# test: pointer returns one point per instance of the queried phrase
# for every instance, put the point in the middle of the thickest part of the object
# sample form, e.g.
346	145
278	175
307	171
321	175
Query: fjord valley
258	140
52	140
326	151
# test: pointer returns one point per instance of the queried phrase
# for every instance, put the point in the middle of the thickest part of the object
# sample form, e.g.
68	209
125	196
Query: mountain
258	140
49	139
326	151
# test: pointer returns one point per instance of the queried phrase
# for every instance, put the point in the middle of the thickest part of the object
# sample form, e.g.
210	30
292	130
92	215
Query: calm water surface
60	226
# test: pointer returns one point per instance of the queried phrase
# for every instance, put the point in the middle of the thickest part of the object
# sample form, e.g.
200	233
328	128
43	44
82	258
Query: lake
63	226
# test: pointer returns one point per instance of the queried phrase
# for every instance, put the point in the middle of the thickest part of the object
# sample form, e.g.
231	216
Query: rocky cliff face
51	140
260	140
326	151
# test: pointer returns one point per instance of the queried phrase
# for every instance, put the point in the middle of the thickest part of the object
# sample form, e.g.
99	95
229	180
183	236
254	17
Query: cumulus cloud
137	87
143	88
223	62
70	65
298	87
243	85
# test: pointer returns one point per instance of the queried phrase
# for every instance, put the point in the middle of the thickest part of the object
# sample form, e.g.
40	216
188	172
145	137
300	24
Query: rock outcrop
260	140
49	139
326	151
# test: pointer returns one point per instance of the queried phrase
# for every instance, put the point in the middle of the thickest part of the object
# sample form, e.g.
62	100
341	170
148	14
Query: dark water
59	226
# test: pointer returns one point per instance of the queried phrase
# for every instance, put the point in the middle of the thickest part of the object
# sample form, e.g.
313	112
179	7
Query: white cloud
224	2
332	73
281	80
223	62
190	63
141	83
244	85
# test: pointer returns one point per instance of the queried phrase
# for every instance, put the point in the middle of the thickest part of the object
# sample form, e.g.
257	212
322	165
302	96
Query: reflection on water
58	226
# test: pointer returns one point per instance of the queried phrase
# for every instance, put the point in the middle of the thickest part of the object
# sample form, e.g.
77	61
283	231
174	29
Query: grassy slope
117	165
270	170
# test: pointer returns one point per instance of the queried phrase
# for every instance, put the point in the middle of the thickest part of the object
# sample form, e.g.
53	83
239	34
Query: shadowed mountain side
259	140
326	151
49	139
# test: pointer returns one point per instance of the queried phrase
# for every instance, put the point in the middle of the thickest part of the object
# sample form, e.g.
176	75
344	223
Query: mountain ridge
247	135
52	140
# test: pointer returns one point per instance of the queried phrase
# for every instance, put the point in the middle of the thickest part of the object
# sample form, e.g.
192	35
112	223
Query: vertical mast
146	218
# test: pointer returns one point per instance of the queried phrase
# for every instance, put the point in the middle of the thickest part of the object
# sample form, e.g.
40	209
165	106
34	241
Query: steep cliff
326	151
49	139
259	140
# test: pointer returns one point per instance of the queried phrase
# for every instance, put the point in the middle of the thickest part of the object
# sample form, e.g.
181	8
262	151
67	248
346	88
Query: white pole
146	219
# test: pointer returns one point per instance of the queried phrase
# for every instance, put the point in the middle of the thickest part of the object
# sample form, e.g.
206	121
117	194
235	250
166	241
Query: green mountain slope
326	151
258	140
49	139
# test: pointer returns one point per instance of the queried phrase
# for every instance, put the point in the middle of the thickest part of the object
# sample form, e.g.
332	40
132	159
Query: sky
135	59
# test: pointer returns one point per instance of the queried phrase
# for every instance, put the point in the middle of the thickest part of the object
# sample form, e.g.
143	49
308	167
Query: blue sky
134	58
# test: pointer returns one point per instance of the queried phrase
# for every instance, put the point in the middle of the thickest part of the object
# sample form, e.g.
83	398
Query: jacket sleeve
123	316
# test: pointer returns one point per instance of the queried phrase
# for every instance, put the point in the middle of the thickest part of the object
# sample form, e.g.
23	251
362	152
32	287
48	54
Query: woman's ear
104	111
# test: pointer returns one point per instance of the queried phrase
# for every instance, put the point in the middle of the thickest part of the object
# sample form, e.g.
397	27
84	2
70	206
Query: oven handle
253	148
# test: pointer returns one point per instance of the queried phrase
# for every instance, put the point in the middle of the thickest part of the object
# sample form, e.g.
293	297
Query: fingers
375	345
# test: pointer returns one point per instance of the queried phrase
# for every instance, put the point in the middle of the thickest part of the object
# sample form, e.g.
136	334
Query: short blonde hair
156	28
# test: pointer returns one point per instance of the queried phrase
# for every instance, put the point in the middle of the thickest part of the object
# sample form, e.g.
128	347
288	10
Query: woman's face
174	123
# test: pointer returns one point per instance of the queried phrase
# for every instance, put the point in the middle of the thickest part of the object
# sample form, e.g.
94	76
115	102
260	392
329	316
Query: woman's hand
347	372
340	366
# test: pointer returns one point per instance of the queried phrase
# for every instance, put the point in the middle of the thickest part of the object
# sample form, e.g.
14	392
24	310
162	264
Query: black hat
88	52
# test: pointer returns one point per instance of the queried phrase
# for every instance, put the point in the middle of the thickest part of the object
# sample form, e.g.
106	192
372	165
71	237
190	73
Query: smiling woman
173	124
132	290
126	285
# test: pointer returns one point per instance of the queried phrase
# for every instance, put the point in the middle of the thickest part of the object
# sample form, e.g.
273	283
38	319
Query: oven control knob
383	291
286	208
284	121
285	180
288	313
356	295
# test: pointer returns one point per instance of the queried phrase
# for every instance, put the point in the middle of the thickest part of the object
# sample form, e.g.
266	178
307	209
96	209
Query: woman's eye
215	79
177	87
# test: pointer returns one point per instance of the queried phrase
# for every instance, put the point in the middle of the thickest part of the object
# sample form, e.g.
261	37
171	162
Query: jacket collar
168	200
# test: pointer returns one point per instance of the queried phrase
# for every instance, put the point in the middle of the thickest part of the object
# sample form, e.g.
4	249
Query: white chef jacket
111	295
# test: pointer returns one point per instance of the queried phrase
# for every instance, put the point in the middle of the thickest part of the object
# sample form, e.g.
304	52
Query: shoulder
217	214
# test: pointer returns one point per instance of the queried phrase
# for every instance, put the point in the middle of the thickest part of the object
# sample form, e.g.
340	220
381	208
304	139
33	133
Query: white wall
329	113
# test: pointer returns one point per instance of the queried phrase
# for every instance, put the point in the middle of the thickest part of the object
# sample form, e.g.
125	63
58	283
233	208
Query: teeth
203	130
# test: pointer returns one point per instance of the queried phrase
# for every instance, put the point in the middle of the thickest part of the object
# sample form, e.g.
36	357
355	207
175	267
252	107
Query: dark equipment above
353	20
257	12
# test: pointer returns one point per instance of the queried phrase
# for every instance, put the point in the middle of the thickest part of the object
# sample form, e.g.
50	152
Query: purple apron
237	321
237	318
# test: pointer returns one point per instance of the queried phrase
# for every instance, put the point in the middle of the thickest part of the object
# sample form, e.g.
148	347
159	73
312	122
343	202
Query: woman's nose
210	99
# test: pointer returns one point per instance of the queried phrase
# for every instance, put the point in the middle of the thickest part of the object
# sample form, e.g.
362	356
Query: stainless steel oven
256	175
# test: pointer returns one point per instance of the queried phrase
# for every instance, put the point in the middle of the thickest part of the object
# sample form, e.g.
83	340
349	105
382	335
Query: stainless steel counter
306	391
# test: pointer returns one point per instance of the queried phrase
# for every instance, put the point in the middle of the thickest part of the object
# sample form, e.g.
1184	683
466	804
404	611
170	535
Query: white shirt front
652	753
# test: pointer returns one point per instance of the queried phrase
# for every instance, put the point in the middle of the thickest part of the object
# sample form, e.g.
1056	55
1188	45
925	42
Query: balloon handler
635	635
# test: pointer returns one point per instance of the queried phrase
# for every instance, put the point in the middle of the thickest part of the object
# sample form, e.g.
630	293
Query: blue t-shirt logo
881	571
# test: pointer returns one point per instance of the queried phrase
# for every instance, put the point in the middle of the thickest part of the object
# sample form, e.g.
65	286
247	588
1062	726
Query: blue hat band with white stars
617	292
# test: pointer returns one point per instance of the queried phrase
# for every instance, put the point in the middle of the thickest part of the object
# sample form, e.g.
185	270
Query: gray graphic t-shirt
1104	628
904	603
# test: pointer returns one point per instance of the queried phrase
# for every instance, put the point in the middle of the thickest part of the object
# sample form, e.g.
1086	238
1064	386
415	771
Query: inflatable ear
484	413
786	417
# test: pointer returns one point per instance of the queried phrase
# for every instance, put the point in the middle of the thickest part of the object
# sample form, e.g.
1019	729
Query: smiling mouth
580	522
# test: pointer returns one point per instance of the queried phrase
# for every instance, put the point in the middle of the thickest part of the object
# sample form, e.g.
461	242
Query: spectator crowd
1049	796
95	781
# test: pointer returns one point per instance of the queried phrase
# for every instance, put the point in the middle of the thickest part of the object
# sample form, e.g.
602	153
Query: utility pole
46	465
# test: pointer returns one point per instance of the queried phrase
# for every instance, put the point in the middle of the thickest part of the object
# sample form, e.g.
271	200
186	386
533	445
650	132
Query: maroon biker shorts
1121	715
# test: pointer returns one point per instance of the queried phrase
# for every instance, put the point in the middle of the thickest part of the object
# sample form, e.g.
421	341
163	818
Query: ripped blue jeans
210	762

* **Exercise task**
Identify each line in the data above that contains the word "cliff", and copy those lines out. Case matters.

* **The solution**
Query: rocky cliff face
Query: steep cliff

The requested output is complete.